**PROBLEM TO SOLVE**
Transcribe the data below exactly, but only from the line containing "Extract blue-framed chalkboard" through its final line, both included.
╭──
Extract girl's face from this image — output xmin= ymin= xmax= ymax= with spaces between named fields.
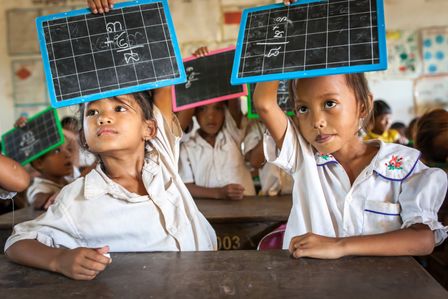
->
xmin=83 ymin=95 xmax=156 ymax=155
xmin=196 ymin=102 xmax=225 ymax=136
xmin=294 ymin=75 xmax=366 ymax=154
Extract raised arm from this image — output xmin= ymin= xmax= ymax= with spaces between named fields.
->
xmin=153 ymin=86 xmax=175 ymax=130
xmin=253 ymin=81 xmax=289 ymax=149
xmin=0 ymin=155 xmax=30 ymax=192
xmin=227 ymin=98 xmax=243 ymax=129
xmin=176 ymin=108 xmax=195 ymax=133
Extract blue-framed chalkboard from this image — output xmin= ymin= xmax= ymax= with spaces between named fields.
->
xmin=36 ymin=0 xmax=186 ymax=108
xmin=231 ymin=0 xmax=387 ymax=85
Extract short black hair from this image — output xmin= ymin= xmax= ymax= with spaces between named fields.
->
xmin=390 ymin=122 xmax=405 ymax=130
xmin=373 ymin=99 xmax=392 ymax=117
╰──
**WRITTEN ANSWER**
Extract blue-framed chalkboard from this image — output xmin= ymin= xmax= ymax= with spaces between named fields.
->
xmin=36 ymin=0 xmax=186 ymax=108
xmin=231 ymin=0 xmax=387 ymax=85
Extract short black hair from this image — output xmin= ymin= xmax= ymax= with spaces between named fields.
->
xmin=390 ymin=122 xmax=405 ymax=130
xmin=373 ymin=99 xmax=392 ymax=117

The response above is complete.